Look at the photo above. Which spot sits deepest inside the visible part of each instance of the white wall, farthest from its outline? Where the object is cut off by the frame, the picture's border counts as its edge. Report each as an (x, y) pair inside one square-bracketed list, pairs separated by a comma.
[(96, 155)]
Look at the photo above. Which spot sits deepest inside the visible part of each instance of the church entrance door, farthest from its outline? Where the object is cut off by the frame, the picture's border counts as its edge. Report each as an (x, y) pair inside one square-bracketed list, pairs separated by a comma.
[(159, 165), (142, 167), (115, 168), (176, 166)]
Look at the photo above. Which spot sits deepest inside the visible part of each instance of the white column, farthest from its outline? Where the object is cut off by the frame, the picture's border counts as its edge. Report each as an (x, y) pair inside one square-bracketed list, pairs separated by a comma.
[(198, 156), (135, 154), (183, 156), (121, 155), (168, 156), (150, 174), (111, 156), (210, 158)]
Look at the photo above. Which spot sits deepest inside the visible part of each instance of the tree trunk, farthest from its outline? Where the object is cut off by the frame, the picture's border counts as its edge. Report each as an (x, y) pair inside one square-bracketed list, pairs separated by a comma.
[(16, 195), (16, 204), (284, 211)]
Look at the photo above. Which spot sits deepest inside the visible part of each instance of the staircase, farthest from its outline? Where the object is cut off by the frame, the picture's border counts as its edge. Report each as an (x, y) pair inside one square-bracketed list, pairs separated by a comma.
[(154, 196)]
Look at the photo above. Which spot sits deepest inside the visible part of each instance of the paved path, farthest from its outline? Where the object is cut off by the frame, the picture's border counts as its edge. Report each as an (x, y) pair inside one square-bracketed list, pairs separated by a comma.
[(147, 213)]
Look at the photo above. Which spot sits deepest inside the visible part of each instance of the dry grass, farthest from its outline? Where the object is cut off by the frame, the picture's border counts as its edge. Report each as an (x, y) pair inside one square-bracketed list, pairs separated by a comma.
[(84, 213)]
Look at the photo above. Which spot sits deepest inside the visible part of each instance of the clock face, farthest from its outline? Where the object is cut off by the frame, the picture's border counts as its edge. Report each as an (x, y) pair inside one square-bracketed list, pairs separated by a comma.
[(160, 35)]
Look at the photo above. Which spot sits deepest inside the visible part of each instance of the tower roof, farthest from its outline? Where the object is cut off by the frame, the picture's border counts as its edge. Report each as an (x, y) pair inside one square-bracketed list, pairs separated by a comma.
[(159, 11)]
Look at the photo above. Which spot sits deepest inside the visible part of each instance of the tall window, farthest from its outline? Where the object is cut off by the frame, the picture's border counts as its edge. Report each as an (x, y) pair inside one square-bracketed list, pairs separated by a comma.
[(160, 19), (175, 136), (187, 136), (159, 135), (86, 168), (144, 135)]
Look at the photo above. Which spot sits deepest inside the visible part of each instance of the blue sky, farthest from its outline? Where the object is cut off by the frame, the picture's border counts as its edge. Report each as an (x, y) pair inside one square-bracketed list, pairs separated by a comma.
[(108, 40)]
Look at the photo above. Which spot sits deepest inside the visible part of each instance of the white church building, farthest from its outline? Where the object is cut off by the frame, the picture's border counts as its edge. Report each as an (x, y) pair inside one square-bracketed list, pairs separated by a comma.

Task directions
Copy out all of the data. Keep every word unchanged.

Reply
Look at the photo above. Which spot sits deepest inside the visible part of each instance of the white wall, farthest from its outline? Where the object is cut off by the frame, the picture's border counts as its edge. Report each as an (x, y) pair inside one square-bracketed list, pairs separated by a comma.
[(96, 155)]
Look at the photo above. Which spot sits deepest inside the visible part of each instance of the church entrance door, farthest from its outline? Where the object is cut off by the frame, the picture's border counts as its edge. Report each as an (x, y) pair inside one square-bracketed list, pairs separated by a comma.
[(159, 165), (142, 167), (115, 168), (176, 166)]
Look at the photo above. Which spot sits deepest inside the visible part of each instance of the white column, farthest from its outline? Where the object is cut off by the frame, the picture's border counts as its edge. Report each as an (x, y) pair inside one square-bracketed list, pairs separated by a comma.
[(198, 156), (135, 154), (183, 156), (121, 155), (168, 156), (150, 174), (111, 156), (210, 158)]
Look at the photo above. Which spot sits deepest inside the visible part of each instance of the tree trunk, farthest from its outline? Where the object is cut off by the frame, the picture's border counts as its edge. Report each as an (x, y) pair inside one square-bracketed list, pairs separated by a comma.
[(16, 195), (16, 204), (284, 211)]
Look at the photo above. Which spot sits deepest inside the visible part of each instance of the staircase, farthest from its outline? Where the object is cut off by the frame, the picture's border counts as its edge. Report each as an (x, y) pair inside one square-bracketed list, pairs separated by a comma.
[(154, 196)]
Look at the photo above. Which spot sits deepest inside the visible part of each instance of the paved path, farthest from its outline? Where the object is cut off by the frame, the picture's border counts as its edge. Report each as an (x, y) pair inside one square-bracketed list, pairs separated by a comma.
[(147, 213)]
Look at the photo above. Which spot sits deepest inside the visible part of each instance of the dry grass, farthest from its outline? Where the object is cut off by the frame, the picture's border counts as its edge. Report each as an (x, y) pair inside one square-bracketed list, pairs separated by a comma.
[(84, 213)]
Look at the photo above. Which spot sits deepest inside the visible part of each instance of the clock face, farthest from its outline? Where the object is cut off by the frame, the picture's border counts as its edge. Report each as an (x, y) pair inside one square-bracketed list, pairs separated by a comma.
[(160, 35)]
Look at the photo above. Which spot sits deepest inside the visible part of each instance of the tower roof, farthest from its outline? Where the object is cut off by the frame, the picture's border counts as its edge. Report each as an (x, y) pair inside one square-bracketed list, pairs separated by a comma.
[(159, 11)]
Look at the photo above. Which spot sits deepest inside the visible part of each instance of the tall window, farthest from its outline? Where the object is cut off by the frame, the picture's border counts as its edge. Report each as an (x, y) pair inside one square-bracketed list, pairs separated by a comma.
[(160, 19), (175, 136), (187, 136), (159, 135), (86, 168), (144, 135)]
Look at the photo above. Which spot sits deepest inside the visible part of each instance of the blue sky, farthest from its outline? Where the object is cut off by the frame, the picture's border counts as its edge. Report each as an (x, y) pair inside one square-bracketed list, pairs separated by a comma.
[(108, 40)]
Look at the photo above. Which spot sits deepest inside the visible part of each instance of the white church building, farthest from its outline? Where the object is cut off by the frame, the picture's border counts as its edge. Report each as an (x, y) pair inside one square-bracketed list, pairs separated by a comma.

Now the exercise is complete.